◆ **PROBLEM DETAILS**:
Extract exactly and only the lines of the data below, starting at the line with "point: the road marking in this photo" and stopping after the final line.

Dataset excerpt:
***

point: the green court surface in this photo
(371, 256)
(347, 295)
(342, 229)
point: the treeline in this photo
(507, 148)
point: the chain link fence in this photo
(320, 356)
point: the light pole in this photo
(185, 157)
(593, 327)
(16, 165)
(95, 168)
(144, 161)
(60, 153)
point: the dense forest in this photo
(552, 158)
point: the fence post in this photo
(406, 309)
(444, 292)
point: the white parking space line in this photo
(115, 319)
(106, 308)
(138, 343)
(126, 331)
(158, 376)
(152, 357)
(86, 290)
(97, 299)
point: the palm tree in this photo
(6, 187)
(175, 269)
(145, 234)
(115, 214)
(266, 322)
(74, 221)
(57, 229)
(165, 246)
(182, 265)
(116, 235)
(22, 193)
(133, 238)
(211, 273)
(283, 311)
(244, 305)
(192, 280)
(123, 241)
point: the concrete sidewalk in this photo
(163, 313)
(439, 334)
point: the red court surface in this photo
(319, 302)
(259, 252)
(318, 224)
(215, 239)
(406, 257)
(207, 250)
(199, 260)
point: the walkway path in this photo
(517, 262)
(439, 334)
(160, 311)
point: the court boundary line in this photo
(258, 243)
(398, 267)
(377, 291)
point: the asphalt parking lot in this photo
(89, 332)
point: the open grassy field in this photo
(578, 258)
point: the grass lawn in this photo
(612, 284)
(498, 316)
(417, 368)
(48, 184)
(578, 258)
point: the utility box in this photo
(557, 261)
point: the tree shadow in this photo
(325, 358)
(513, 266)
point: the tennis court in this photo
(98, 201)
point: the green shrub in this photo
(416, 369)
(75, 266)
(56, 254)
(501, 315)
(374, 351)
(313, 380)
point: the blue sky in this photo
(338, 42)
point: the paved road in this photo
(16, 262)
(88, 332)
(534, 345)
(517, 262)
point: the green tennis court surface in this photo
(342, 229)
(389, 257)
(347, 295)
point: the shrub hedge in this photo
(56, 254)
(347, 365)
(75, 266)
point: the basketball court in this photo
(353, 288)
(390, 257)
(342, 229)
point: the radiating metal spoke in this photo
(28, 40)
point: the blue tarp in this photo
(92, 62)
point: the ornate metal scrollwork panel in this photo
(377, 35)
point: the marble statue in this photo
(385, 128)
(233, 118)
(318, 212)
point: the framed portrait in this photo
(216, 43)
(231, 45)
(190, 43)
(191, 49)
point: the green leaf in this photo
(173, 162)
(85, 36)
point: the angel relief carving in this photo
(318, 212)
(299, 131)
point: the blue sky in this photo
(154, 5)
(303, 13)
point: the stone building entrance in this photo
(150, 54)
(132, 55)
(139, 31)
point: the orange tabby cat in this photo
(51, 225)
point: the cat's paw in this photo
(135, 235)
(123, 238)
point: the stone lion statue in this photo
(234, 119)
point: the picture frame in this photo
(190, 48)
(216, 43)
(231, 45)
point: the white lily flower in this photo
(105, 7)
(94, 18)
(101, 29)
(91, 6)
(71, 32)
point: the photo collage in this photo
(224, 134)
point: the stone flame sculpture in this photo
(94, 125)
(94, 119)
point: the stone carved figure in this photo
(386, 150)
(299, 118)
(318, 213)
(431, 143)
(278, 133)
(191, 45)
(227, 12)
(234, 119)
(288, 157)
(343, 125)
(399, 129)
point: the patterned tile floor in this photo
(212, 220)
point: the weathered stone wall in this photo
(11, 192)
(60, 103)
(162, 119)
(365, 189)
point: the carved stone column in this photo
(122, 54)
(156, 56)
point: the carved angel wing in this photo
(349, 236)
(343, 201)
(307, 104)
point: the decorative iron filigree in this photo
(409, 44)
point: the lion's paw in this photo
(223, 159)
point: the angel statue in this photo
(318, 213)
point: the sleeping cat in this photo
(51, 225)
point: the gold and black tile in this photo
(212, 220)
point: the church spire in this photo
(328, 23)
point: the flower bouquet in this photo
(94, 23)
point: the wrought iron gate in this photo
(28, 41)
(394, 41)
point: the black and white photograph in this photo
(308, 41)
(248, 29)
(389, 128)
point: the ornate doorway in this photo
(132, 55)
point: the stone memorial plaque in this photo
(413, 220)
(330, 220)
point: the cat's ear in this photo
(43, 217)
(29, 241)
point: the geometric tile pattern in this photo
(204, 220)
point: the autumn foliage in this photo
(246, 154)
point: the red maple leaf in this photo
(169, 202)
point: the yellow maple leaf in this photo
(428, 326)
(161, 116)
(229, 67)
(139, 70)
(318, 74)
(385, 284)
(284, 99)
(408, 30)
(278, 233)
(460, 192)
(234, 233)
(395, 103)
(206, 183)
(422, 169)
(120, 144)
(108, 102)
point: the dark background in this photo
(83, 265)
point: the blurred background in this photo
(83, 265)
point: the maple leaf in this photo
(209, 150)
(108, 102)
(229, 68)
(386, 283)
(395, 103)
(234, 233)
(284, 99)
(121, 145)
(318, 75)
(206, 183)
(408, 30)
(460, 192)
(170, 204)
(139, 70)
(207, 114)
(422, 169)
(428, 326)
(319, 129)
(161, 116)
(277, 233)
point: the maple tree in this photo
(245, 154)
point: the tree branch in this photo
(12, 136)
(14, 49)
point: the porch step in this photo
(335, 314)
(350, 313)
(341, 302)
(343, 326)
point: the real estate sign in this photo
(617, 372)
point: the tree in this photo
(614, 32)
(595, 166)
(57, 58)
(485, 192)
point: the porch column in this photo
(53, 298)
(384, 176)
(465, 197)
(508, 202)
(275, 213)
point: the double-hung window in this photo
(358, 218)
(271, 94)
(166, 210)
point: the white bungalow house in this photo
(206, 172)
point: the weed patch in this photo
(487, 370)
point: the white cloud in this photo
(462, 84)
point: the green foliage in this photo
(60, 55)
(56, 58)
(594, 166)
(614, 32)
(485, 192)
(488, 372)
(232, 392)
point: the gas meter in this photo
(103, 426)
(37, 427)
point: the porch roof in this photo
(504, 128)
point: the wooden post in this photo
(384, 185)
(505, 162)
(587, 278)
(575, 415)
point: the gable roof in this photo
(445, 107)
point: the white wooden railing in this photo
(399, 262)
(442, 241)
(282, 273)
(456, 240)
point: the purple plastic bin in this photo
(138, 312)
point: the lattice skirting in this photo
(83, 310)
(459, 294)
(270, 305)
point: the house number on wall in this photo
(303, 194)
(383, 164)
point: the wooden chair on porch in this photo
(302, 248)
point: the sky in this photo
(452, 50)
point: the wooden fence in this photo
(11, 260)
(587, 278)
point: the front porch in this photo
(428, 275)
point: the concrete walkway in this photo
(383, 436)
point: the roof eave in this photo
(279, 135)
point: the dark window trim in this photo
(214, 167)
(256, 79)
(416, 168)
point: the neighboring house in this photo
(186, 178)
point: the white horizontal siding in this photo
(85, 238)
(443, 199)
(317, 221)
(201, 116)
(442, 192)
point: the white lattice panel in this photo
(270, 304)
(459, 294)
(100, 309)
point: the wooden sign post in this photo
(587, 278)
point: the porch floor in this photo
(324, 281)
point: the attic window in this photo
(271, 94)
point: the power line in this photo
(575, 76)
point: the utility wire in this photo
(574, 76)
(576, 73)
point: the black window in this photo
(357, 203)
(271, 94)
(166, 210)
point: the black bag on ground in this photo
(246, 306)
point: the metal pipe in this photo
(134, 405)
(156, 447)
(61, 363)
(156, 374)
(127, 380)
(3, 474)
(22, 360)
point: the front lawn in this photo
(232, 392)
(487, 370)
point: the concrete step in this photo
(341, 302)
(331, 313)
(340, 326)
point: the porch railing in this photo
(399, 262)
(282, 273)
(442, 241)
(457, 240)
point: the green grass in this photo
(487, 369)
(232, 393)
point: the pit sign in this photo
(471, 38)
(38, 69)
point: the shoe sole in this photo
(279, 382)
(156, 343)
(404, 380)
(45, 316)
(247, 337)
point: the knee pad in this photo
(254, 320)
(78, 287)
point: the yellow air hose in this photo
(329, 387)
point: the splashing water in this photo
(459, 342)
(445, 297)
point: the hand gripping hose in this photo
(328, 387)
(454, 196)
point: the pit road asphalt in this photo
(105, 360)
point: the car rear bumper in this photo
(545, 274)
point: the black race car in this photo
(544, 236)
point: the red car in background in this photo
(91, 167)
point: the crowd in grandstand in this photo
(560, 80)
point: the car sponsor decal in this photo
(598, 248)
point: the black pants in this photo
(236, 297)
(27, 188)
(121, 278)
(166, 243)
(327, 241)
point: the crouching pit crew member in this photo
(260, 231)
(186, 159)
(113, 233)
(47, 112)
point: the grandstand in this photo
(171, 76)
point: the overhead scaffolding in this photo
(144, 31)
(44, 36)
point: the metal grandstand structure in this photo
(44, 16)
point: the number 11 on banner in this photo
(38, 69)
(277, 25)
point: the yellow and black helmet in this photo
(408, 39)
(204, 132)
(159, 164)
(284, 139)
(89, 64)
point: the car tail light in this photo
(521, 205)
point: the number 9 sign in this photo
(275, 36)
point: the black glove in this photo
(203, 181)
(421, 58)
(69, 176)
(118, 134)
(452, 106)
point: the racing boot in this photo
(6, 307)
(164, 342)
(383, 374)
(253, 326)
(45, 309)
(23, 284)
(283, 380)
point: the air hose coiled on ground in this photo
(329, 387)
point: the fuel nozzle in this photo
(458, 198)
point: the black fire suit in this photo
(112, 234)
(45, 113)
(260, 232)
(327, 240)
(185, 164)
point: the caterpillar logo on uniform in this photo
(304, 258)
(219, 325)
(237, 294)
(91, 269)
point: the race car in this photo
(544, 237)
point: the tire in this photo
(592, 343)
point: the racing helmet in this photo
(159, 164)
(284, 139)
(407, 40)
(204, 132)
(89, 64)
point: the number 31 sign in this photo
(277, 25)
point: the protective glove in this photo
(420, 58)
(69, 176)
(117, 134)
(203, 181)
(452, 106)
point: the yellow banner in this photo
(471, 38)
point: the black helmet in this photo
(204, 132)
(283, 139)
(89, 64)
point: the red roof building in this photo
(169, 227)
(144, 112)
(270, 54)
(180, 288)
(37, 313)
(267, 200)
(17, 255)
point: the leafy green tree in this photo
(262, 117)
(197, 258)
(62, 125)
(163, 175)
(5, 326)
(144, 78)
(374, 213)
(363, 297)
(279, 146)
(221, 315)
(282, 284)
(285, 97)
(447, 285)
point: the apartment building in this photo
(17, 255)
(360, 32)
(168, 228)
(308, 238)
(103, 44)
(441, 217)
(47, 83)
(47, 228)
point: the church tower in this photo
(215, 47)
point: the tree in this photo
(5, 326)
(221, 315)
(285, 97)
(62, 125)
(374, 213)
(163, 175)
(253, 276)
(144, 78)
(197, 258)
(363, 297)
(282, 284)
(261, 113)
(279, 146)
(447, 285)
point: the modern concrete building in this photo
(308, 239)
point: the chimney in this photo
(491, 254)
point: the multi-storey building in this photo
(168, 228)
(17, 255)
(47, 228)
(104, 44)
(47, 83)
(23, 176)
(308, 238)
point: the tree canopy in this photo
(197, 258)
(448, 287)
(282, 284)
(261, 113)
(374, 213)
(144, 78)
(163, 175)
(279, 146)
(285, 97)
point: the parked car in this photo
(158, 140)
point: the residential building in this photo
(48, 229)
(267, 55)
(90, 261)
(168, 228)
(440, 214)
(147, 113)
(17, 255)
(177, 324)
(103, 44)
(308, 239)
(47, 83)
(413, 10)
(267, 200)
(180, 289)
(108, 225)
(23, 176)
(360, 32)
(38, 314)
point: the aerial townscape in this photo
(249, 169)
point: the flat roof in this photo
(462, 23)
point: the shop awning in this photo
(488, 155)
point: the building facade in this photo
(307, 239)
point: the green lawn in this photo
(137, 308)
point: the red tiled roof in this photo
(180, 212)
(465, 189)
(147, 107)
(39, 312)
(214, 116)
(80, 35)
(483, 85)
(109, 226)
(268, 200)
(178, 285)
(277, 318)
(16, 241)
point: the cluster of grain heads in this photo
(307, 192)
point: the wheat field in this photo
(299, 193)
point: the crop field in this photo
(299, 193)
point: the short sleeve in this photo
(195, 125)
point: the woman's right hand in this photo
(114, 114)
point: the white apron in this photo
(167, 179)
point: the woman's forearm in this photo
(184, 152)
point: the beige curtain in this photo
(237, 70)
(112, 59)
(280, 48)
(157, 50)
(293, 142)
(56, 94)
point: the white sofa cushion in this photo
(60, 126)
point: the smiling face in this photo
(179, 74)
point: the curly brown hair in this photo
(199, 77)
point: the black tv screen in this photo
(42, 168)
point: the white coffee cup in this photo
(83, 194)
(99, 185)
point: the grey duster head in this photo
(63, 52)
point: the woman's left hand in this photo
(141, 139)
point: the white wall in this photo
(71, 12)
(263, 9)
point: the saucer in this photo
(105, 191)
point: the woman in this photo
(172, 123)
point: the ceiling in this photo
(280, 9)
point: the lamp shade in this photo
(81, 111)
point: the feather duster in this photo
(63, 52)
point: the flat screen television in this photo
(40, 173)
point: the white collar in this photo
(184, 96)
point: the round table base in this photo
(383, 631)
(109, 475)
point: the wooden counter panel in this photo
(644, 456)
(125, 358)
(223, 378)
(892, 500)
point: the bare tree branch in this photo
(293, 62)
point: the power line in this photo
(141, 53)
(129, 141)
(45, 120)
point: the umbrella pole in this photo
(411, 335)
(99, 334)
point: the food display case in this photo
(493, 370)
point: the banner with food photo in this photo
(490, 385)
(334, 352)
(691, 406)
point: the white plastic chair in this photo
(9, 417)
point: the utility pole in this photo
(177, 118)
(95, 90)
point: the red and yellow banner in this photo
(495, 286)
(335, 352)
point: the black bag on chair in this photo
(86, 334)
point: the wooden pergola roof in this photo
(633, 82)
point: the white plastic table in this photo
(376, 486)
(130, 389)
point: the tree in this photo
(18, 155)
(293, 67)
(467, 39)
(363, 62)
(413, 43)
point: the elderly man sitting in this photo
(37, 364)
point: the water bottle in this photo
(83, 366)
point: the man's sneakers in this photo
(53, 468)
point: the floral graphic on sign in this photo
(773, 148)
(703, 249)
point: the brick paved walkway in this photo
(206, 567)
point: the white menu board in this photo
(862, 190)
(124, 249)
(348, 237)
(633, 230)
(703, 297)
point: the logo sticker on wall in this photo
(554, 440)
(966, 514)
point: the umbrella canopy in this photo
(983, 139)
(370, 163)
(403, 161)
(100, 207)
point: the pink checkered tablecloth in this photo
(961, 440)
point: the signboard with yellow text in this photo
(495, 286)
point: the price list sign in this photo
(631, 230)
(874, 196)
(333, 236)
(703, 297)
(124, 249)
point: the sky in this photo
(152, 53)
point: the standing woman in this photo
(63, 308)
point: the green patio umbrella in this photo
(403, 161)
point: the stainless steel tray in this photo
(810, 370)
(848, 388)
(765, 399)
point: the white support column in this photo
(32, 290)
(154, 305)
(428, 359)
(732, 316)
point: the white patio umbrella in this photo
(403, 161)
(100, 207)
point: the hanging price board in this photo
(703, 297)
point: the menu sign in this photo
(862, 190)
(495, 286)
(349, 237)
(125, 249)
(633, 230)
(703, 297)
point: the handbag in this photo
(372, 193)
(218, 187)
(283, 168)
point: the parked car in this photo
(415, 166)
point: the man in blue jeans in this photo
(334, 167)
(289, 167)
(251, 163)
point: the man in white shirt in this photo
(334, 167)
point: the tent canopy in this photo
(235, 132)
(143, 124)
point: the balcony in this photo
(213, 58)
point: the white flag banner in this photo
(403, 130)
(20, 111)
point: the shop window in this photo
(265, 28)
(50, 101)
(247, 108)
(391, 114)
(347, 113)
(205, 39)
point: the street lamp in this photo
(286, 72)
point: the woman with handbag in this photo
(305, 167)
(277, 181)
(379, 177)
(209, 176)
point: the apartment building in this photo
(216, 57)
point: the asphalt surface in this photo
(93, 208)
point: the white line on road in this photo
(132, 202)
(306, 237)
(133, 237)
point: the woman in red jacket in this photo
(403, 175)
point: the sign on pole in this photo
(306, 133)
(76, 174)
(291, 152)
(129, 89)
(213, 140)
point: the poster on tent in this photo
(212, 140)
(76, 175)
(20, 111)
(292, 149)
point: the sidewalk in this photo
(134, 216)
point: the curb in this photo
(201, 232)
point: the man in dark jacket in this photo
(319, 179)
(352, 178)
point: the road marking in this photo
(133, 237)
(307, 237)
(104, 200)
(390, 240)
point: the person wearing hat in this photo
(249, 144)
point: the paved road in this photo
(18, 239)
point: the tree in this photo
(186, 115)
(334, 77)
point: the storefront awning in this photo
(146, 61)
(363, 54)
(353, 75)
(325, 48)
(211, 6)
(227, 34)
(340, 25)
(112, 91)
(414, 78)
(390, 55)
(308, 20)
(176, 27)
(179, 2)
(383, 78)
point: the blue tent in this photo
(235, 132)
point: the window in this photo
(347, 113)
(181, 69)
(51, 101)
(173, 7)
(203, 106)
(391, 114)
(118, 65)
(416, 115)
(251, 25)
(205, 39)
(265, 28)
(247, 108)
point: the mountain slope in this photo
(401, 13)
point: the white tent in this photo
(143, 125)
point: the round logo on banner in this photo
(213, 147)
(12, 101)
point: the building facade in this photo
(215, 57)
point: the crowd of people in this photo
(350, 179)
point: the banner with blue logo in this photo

***

◆ **WRITTEN REPLY**:
point: the road marking in this photo
(133, 237)
(307, 237)
(104, 200)
(390, 240)
point: the person wearing hat in this photo
(249, 144)
point: the paved road in this photo
(18, 239)
point: the tree in this photo
(186, 115)
(334, 77)
point: the storefront awning in this photo
(146, 61)
(363, 54)
(353, 75)
(325, 48)
(211, 6)
(227, 34)
(340, 25)
(112, 91)
(414, 78)
(390, 55)
(308, 20)
(176, 27)
(179, 2)
(383, 78)
point: the blue tent in this photo
(235, 132)
point: the window in this photo
(347, 113)
(181, 69)
(51, 101)
(173, 7)
(203, 106)
(391, 114)
(118, 65)
(416, 115)
(251, 25)
(205, 39)
(265, 28)
(247, 108)
point: the mountain slope in this photo
(401, 13)
point: the white tent in this photo
(143, 125)
point: the round logo on banner in this photo
(213, 147)
(12, 101)
point: the building facade in this photo
(215, 57)
point: the crowd of people in this photo
(350, 179)
point: the banner with blue logo in this photo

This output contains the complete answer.